→ JOB:
List every line in the data below that contains the string "surface". Matching is case-sensitive.

→ DATASET ROWS:
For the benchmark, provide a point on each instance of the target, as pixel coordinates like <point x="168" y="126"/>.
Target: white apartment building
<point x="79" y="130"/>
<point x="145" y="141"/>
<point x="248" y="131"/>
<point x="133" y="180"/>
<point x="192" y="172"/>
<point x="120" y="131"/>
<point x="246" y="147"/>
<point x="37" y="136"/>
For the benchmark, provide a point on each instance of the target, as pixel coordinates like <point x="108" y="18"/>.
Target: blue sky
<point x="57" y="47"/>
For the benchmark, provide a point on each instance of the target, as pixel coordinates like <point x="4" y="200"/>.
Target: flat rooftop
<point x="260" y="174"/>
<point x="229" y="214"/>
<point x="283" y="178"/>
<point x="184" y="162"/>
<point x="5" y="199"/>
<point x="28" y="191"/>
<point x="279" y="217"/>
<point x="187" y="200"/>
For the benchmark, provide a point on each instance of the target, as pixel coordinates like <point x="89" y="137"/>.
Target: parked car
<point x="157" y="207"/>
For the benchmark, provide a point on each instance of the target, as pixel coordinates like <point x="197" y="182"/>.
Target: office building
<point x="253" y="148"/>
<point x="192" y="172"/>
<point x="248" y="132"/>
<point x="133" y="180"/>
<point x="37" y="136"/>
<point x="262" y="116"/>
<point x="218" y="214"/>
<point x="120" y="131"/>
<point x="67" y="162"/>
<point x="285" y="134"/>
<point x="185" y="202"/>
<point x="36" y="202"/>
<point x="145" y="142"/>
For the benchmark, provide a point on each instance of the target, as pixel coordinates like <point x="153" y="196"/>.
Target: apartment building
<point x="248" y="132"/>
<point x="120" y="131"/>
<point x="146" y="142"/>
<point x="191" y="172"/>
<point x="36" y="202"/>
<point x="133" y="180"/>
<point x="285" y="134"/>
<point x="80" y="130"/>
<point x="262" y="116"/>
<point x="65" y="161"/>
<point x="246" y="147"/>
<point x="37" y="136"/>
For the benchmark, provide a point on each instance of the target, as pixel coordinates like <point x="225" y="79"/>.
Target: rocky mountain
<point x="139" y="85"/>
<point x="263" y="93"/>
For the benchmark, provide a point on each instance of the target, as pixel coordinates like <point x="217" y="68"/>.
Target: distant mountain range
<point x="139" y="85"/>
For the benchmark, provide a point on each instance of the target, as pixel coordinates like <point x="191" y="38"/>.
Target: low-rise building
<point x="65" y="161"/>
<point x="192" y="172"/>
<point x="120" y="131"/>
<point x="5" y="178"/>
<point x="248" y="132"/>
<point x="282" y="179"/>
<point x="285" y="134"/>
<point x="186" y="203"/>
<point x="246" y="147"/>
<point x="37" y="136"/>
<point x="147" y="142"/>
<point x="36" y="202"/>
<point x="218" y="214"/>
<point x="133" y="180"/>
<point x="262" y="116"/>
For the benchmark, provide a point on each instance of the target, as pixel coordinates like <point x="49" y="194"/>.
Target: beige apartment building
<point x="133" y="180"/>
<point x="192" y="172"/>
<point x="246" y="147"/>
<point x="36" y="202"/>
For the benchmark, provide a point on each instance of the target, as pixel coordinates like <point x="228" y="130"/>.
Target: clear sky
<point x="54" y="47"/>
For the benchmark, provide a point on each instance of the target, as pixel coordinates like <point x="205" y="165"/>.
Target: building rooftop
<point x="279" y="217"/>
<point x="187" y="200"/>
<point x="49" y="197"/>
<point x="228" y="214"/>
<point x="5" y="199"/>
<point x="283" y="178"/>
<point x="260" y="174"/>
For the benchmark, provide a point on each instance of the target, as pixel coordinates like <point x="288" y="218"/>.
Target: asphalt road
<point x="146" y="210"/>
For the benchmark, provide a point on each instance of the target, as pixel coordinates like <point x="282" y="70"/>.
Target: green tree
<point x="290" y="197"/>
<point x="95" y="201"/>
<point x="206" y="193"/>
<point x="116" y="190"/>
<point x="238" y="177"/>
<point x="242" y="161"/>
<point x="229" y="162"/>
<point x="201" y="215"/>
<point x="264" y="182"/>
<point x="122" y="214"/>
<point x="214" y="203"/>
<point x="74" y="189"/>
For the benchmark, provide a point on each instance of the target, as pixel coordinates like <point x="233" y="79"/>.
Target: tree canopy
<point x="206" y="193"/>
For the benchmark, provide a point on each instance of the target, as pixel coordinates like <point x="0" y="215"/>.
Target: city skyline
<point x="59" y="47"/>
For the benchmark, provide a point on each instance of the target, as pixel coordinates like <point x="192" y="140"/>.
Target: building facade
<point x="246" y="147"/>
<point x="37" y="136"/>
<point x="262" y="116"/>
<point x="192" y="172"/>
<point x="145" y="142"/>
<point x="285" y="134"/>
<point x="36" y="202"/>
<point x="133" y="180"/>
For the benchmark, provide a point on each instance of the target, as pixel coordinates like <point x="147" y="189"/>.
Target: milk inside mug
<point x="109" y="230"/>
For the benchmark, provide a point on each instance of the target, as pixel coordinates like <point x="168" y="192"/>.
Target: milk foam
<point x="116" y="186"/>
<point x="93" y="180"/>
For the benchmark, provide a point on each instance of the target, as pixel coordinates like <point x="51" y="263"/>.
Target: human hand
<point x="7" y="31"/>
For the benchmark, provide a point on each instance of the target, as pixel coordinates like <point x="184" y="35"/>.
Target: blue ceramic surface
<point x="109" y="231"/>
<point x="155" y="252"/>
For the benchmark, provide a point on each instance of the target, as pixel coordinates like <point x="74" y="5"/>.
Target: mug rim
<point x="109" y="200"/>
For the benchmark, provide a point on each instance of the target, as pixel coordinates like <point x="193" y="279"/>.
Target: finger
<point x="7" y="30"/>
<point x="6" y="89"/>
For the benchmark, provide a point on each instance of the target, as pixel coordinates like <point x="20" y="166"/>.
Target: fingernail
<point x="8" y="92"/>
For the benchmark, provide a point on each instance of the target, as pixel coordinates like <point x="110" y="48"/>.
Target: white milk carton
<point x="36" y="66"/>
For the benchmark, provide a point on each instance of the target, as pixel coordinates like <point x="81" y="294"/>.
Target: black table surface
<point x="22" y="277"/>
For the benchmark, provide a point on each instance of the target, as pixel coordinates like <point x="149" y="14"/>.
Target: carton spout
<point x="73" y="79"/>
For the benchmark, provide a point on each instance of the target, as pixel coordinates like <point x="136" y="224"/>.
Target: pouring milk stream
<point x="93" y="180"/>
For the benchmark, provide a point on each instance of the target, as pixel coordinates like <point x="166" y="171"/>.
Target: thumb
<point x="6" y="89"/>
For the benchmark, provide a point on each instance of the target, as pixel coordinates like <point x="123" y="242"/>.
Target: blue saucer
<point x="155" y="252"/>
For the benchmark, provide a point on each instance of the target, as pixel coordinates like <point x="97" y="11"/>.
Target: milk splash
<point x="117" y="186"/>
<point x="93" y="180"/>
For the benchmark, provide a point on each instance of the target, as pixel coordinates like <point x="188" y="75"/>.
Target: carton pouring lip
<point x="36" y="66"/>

...

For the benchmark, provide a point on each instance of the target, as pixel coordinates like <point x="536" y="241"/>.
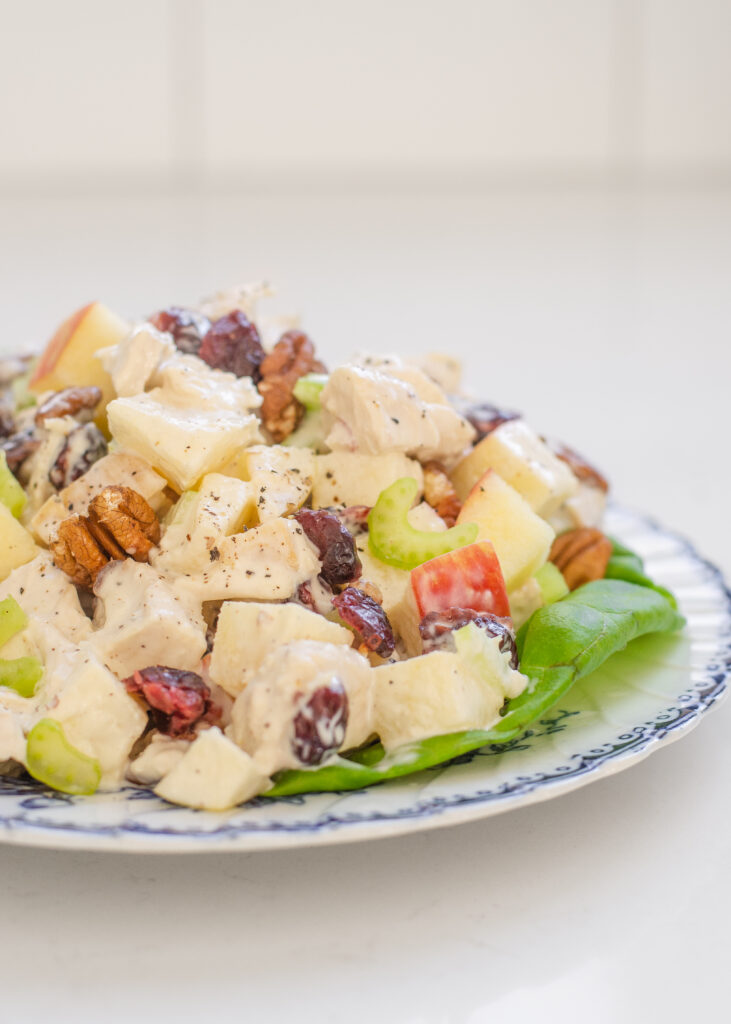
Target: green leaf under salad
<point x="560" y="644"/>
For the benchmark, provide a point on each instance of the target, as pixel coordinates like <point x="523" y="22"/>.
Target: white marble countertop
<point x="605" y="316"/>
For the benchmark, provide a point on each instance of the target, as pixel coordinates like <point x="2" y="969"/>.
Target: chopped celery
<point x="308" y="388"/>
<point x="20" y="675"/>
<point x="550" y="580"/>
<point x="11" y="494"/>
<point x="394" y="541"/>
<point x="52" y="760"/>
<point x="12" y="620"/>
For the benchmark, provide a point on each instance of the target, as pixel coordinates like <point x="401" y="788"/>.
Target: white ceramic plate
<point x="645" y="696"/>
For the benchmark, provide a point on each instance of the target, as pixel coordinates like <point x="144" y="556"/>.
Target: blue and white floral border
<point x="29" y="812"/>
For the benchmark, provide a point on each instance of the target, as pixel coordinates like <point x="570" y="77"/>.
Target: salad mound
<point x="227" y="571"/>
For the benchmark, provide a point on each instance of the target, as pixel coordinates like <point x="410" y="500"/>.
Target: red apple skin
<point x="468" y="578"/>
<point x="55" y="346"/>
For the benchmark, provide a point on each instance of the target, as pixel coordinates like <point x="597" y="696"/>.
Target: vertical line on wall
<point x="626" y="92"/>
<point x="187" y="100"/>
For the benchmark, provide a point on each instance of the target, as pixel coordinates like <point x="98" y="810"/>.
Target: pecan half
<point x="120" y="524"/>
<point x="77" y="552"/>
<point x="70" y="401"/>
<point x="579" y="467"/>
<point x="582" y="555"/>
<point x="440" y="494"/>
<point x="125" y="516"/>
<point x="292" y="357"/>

→ TASK ANSWER:
Target: blue ceramic surface
Target: black table surface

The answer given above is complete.